§ WHAT IS REQUIRED
Go to the line that contains "Put a dot on the white door" and extract it along with every line after it, exactly, through the end of the data below.
#####
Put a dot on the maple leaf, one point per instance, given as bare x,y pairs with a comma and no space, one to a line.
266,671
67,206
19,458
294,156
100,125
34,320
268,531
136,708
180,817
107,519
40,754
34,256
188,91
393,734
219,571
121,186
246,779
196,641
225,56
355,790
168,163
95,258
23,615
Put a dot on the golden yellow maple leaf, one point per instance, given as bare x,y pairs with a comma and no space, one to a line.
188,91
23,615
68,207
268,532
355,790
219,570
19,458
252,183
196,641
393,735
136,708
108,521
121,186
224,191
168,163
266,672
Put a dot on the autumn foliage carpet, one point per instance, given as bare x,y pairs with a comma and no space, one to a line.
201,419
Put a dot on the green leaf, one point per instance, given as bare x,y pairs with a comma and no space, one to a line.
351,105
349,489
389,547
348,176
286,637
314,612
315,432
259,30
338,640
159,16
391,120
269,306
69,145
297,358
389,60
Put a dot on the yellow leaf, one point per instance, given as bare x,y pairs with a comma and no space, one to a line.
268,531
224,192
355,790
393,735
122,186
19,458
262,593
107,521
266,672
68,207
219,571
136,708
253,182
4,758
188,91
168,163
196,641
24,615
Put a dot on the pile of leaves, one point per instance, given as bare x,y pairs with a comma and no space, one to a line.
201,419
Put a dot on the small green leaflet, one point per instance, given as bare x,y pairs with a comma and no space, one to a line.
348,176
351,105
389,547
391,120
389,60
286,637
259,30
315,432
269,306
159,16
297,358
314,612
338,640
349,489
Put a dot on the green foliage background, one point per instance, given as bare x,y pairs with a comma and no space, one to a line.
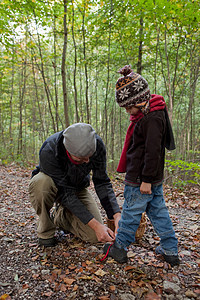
102,36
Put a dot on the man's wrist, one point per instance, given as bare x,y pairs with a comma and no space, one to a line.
117,215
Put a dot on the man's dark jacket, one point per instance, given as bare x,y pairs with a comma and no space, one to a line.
70,178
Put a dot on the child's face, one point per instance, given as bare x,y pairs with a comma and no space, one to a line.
132,110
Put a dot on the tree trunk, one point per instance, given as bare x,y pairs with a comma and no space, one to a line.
75,67
139,63
64,85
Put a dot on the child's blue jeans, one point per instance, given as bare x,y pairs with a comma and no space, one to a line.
134,205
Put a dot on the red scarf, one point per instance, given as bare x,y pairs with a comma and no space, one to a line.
157,102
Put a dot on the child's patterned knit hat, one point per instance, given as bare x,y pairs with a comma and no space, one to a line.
132,89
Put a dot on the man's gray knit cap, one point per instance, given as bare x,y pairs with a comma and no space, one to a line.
79,140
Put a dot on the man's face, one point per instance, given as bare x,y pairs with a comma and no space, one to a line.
80,160
132,110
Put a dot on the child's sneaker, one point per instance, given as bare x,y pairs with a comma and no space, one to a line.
119,254
173,260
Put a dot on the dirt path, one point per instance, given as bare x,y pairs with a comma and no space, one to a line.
72,270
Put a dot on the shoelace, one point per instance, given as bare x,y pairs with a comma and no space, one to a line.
102,259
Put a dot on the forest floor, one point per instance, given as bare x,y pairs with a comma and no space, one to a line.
73,270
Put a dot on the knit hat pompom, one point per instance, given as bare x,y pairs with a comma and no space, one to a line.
132,89
126,70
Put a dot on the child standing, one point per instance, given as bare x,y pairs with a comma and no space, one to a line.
142,159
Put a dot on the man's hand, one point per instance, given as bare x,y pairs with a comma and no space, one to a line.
116,217
103,233
145,188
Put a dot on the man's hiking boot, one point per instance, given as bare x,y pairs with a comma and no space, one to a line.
173,260
52,242
120,255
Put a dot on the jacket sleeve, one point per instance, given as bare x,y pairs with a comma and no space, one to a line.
66,194
102,184
153,130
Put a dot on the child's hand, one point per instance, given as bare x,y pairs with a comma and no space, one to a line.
145,188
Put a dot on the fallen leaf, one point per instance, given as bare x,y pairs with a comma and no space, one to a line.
100,273
68,281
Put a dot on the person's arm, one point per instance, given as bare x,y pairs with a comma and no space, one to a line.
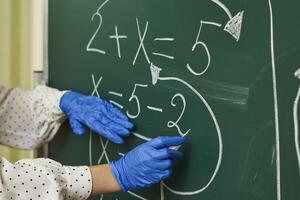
29,119
103,180
43,179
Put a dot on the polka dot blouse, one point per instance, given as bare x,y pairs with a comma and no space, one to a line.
29,119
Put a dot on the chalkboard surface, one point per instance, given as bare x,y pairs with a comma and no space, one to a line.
219,72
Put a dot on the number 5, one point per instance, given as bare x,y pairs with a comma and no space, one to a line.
197,43
134,97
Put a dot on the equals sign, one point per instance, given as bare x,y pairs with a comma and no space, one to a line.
155,109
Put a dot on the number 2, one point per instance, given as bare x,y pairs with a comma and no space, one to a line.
88,47
172,124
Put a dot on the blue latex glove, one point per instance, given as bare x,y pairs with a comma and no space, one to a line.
147,164
97,114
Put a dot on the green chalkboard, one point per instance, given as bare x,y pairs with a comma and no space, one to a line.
219,72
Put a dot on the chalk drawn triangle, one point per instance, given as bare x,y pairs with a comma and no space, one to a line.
234,25
154,73
297,73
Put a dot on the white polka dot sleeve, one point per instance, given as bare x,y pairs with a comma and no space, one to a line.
43,179
29,119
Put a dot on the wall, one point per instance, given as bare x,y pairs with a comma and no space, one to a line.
21,50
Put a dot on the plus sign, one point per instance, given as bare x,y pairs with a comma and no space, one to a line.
117,37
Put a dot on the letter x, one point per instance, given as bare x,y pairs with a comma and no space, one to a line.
142,38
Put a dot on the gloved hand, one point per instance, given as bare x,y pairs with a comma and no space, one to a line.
97,114
147,164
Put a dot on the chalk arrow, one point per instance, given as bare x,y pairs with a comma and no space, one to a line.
234,25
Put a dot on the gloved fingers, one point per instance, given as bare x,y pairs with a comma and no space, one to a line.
173,154
163,164
166,141
166,174
104,119
118,129
105,132
76,127
167,153
125,123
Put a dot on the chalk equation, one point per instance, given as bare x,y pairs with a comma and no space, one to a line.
233,27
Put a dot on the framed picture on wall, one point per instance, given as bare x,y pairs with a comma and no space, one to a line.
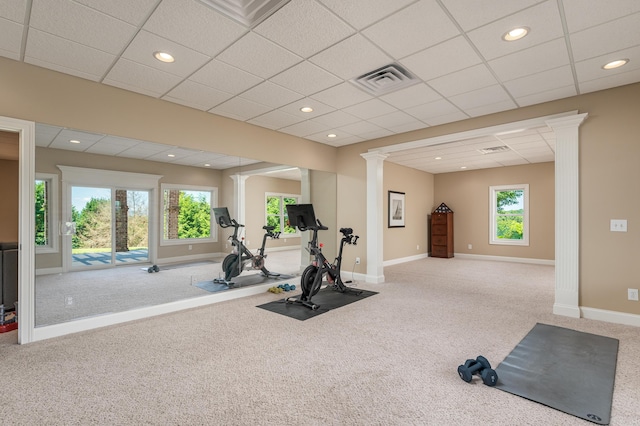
396,209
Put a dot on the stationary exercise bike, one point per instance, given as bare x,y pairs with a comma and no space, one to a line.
302,216
241,258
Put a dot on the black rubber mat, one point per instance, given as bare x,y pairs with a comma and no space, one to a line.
567,370
326,298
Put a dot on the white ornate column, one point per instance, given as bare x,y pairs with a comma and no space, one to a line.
567,215
305,193
238,196
375,215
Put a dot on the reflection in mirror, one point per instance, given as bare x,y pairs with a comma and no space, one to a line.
108,209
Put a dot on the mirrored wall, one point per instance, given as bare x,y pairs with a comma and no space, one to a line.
108,209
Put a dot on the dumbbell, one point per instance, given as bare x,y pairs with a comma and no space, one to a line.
479,366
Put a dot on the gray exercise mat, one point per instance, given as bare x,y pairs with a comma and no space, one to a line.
567,370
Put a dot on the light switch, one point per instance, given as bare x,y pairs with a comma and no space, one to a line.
618,225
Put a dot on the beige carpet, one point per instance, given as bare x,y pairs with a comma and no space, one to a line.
390,359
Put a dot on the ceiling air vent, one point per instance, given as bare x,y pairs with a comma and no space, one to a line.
387,79
494,149
248,13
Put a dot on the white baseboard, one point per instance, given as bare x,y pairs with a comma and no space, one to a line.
473,256
404,259
506,259
48,271
610,316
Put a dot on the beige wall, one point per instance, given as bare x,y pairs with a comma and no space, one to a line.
467,194
9,196
419,199
609,155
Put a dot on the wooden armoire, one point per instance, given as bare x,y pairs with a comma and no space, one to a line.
442,232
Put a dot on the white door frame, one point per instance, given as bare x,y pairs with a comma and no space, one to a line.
26,224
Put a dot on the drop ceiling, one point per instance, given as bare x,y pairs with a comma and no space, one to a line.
312,52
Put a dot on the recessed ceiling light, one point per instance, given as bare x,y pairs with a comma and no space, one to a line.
615,64
515,34
163,56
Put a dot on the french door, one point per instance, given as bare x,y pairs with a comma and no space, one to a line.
109,226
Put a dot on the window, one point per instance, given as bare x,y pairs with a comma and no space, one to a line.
187,214
509,214
276,212
46,196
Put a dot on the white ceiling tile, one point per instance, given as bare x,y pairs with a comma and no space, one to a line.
62,140
81,24
336,119
275,120
305,128
240,108
362,13
581,14
133,12
614,80
539,58
271,94
197,96
472,14
411,96
370,109
145,44
413,28
221,76
399,120
450,56
543,21
140,78
259,56
450,117
45,134
467,80
432,109
616,35
304,27
13,10
60,53
351,58
491,108
10,38
319,108
194,25
546,96
591,69
306,78
540,82
341,96
363,127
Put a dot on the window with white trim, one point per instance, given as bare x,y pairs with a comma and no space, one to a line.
276,212
187,214
509,214
46,209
#####
§ EXERCISE RESULT
Put a dot on the white door frame, one point per instance, given as bare x,y pairs with a comma and no space, one to a line.
26,224
Put a dot on the drop ceiling, one point per instance, given as bare x,y pairs with a comma and no space, one to a line.
312,52
Put a dot on the recessed ceiling light, one point per instance, given as bare x,y pairs with a comma and no space, one to a line.
615,64
515,34
163,56
Put a dot on the french door, one point per instance, given as bare x,y pairs with a comma and no space, one to a line.
109,226
Put a dot on the window, one point per instance, given as bare x,y pairs with a comma and no space, one to a line.
187,214
509,214
276,212
46,196
Put a dot on the white ceiling tile, one point per instance, given as bare x,y pairs with a comma and no space, one to a line.
62,140
81,24
336,119
275,120
305,128
240,108
362,13
581,14
133,12
614,80
539,58
271,94
197,96
472,14
411,96
370,109
145,44
413,28
221,76
399,120
450,56
543,21
140,78
259,56
450,117
45,134
467,80
432,109
616,35
304,27
13,10
60,53
351,58
491,108
10,38
319,108
194,25
546,96
591,69
306,78
540,82
341,96
363,127
Put a dot on the window with white trim, one point per instance, given as bare x,y pairs with a comma and no space, one to a line.
276,212
187,214
509,214
46,209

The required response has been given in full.